Retype the records below exactly as given, but only from the first line through the line with "Task: indicate each instance of the harvested", and without the pictures.

________________________

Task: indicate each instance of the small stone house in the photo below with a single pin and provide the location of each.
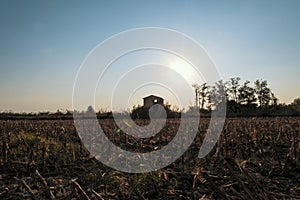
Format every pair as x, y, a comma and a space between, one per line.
151, 100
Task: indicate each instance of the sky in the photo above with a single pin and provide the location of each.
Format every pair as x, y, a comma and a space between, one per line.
44, 43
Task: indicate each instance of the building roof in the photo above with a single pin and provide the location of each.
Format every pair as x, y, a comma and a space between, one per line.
153, 96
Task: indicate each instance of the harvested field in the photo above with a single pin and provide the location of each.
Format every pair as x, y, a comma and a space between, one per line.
255, 158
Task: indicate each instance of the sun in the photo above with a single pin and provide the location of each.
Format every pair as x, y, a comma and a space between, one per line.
185, 69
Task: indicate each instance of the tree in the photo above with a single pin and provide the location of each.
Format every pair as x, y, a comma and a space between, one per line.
203, 94
263, 93
217, 94
233, 87
246, 94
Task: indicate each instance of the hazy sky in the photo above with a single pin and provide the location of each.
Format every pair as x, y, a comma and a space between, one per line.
43, 43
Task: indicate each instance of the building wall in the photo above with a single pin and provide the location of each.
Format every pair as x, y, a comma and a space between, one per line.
151, 100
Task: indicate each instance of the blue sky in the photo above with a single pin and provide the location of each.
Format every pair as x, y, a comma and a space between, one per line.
43, 43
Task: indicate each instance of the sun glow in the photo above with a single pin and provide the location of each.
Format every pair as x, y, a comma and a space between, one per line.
186, 70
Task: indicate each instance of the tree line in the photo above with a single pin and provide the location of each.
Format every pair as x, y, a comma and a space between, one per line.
243, 99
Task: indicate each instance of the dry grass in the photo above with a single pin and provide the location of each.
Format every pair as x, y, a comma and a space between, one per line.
255, 158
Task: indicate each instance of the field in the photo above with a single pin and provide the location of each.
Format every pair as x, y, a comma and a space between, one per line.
255, 158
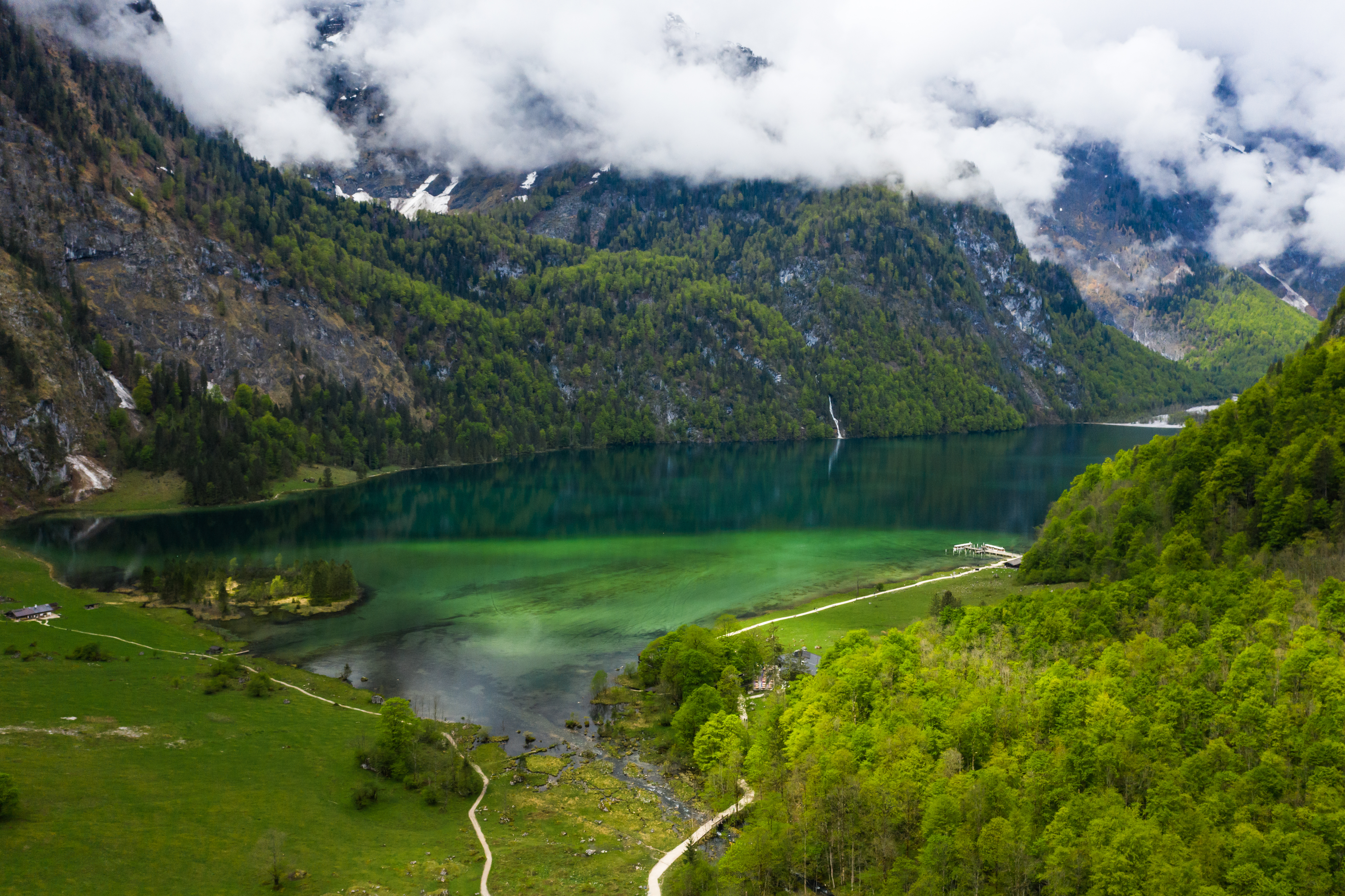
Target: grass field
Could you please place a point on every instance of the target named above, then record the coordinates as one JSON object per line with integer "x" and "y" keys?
{"x": 821, "y": 630}
{"x": 138, "y": 492}
{"x": 134, "y": 781}
{"x": 339, "y": 478}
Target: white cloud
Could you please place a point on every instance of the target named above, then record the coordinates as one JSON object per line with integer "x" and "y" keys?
{"x": 962, "y": 99}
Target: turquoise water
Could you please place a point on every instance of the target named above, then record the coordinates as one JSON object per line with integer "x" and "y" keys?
{"x": 499, "y": 590}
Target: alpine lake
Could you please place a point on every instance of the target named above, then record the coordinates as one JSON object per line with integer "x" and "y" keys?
{"x": 498, "y": 590}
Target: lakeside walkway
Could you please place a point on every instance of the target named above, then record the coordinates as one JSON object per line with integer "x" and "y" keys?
{"x": 878, "y": 594}
{"x": 676, "y": 853}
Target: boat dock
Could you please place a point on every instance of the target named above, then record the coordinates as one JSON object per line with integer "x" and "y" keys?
{"x": 984, "y": 551}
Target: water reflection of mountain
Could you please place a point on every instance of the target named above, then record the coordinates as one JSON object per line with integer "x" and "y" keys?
{"x": 999, "y": 482}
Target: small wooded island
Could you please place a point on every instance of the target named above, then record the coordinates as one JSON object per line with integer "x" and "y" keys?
{"x": 231, "y": 591}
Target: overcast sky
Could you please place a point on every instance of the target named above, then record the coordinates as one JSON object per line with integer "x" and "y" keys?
{"x": 961, "y": 99}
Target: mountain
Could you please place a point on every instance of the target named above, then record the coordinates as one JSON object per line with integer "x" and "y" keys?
{"x": 576, "y": 310}
{"x": 1129, "y": 252}
{"x": 1168, "y": 723}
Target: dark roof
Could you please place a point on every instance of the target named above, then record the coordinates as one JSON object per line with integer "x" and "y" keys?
{"x": 810, "y": 660}
{"x": 32, "y": 611}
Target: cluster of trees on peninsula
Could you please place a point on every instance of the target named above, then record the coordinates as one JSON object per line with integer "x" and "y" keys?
{"x": 213, "y": 583}
{"x": 1171, "y": 726}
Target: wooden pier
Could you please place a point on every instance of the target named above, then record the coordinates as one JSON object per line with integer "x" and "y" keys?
{"x": 984, "y": 551}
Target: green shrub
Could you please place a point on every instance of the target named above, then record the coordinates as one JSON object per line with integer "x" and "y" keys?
{"x": 9, "y": 796}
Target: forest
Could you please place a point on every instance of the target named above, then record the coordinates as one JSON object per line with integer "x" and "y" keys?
{"x": 220, "y": 586}
{"x": 229, "y": 450}
{"x": 1169, "y": 724}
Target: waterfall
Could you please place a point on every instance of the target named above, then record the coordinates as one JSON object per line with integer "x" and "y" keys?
{"x": 840, "y": 435}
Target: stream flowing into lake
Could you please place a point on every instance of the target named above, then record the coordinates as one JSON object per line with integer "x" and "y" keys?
{"x": 499, "y": 590}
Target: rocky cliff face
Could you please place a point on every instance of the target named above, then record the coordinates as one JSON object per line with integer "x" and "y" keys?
{"x": 1124, "y": 248}
{"x": 171, "y": 291}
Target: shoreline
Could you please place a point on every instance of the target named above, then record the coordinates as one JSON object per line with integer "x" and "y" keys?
{"x": 75, "y": 512}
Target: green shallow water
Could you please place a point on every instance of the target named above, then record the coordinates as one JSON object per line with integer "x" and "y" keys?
{"x": 499, "y": 590}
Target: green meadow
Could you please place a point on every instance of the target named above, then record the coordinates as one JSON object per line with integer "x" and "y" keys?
{"x": 134, "y": 781}
{"x": 881, "y": 613}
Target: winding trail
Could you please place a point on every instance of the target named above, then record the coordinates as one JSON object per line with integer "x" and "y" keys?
{"x": 878, "y": 594}
{"x": 189, "y": 653}
{"x": 676, "y": 853}
{"x": 471, "y": 815}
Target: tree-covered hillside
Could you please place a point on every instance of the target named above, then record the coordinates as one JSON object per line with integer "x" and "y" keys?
{"x": 1172, "y": 726}
{"x": 742, "y": 311}
{"x": 1235, "y": 326}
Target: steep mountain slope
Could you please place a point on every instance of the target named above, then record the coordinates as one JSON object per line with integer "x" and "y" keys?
{"x": 594, "y": 311}
{"x": 1172, "y": 726}
{"x": 1130, "y": 252}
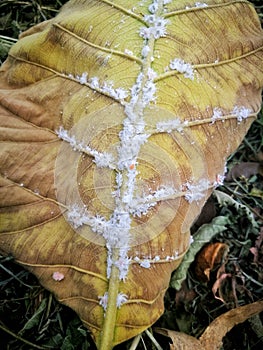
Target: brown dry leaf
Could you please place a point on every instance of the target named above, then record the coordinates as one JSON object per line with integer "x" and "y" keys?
{"x": 180, "y": 341}
{"x": 209, "y": 258}
{"x": 245, "y": 169}
{"x": 212, "y": 337}
{"x": 115, "y": 128}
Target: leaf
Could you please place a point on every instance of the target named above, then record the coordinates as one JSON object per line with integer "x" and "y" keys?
{"x": 208, "y": 258}
{"x": 34, "y": 320}
{"x": 116, "y": 119}
{"x": 246, "y": 169}
{"x": 224, "y": 199}
{"x": 212, "y": 337}
{"x": 202, "y": 236}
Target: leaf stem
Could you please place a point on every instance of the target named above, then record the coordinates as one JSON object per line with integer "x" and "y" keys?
{"x": 109, "y": 325}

________________________

__Your response__.
Task: indicate each instance of the small stone house in the photo below with a single pin and provide the location of each.
Format every pair as x, y, a comma and a space between, one per line.
151, 100
Task: indicate each instance of the sky in the photo above with a single pin and provide the location of each.
Format every pair as x, y, a comma and a space between, one per line.
44, 43
Task: indicate each instance of the building roof in the photo above with a single pin and provide the location of each.
Format every pair as x, y, a comma and a space between, one per line.
153, 96
Task: indicate each instance of the harvested field in the photo above with a single pin and provide the location of each.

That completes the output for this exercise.